DOCUMENT TEXT
'''
# Cyprexx



## SethNKC

We worked for Cyprexx through another company as main contacts for 3 1/2 years. Everyone at cyprexx knew us, did excellent work & received 5-12 preservations & 80 Lawns throughout this past year. The year before we had 180 lawns & about 2-3 preservations a week. We split ways with the company we were with, and decided to go on our own. My husband applied for Cyprexx, Could not pass the background check over a felony charge that was 10+ years old (For a bad check). So we spoke with a gentlemen named Andrew in the legal department of Cyprexx, he explained that with the contract they have with fannie mae that they will not hire anyone with a past felony charge period, He did state that we could change ownership to me if i could pass the background check. Which we did, because they only do a background check on the owner of the company. So, i contacted Giovannie in regards to signing up and i received this email back. 

"Good Morning,
Per previous conversations, we are unable to consider you as a Vendor at this time due to the failed background check by " My Husband" .
Cordially,
Giovannie E.

I replied with 

Giovannie,
Per our conversation with Andrew, He said it was alright to change the ownership of the company & Sign up under my business name. I dont understand how come i can not have a contract with your company when i have no prior criminal history & the company being in my name im held reliable for everything. 
Thanks 

I then received This response.

"
Good Afternoon
I have spoken with management regarding your application. In order to proceed with your application you will have to be signed up by a property coordinator. Our coordinators will be able to sign you up as work becomes available in your area. Your application is in our system under AP: .XXXX once you are signed up you will then have to provide a signed, notarized statement that "my Husband" will not be involved with the company in any way; that he will not be performing any services on our behalf and that under no circumstances will he ever be on a property in Cyprexx Services LLC inventory.
Cordially,
Giovannie E.

Then i responded with this. 

Good Afternoon Giovanne,

Just an update: After receiving the first email explaining to me that you will not be able to consider me as a vendor due to "My husband" failing a back ground check. Then getting a email following that after i complained about myself not having a prior criminal history ,you then stating that i could be considered but i will have to be signed up with a property Coordinator when there's a need in my area. I know there is work available in my area because i know you are hiring & i still 5 days later have never received any packet of paperwork to fill out or anything ect. Then also the email stating i have to sign a letter and have it notarized stating "my husband" will not be on any of your properties or involved in my business at all. I have came to the conclusion that i feel i am not being given the equal opportunity i should be given due to a failed back ground check by someone who is employed by me & also no where in your paperwork does it say employees have to pass a background check as well,( If you guys were to change this and add it as part of the contract you would lose atleast 50% of your venders nationwide due to the individuals in this line of work). Only that Business Owners have to under go a back ground check. I appreciate you taking the time to correspond with me but i will be contacting a lawyer in regards to this because Cyprexx Services is not giving me the appropriate chance in employment as i believe i deserve.
'''
PARTS OF THE EXERCISE
A) From the Cyprexx thread, list every figure the poster gives for the lawns and preservations their business received.
B) Reproduce the part of the Cyprexx thread starting with "I replied with" and going on through "reliable for everything.".

RAW DATA
'''
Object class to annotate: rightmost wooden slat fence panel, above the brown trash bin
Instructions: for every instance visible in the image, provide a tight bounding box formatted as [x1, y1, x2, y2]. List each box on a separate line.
'''
YOUR RESPONSES
A)
- 5-12 preservations (this past year)
- 80 lawns (this past year)
- 180 lawns (the year before)
- about 2-3 preservations a week (the year before)

B)
I replied with 

Giovannie,
Per our conversation with Andrew, He said it was alright to change the ownership of the company & Sign up under my business name. I dont understand how come i can not have a contract with your company when i have no prior criminal history & the company being in my name im held reliable for everything.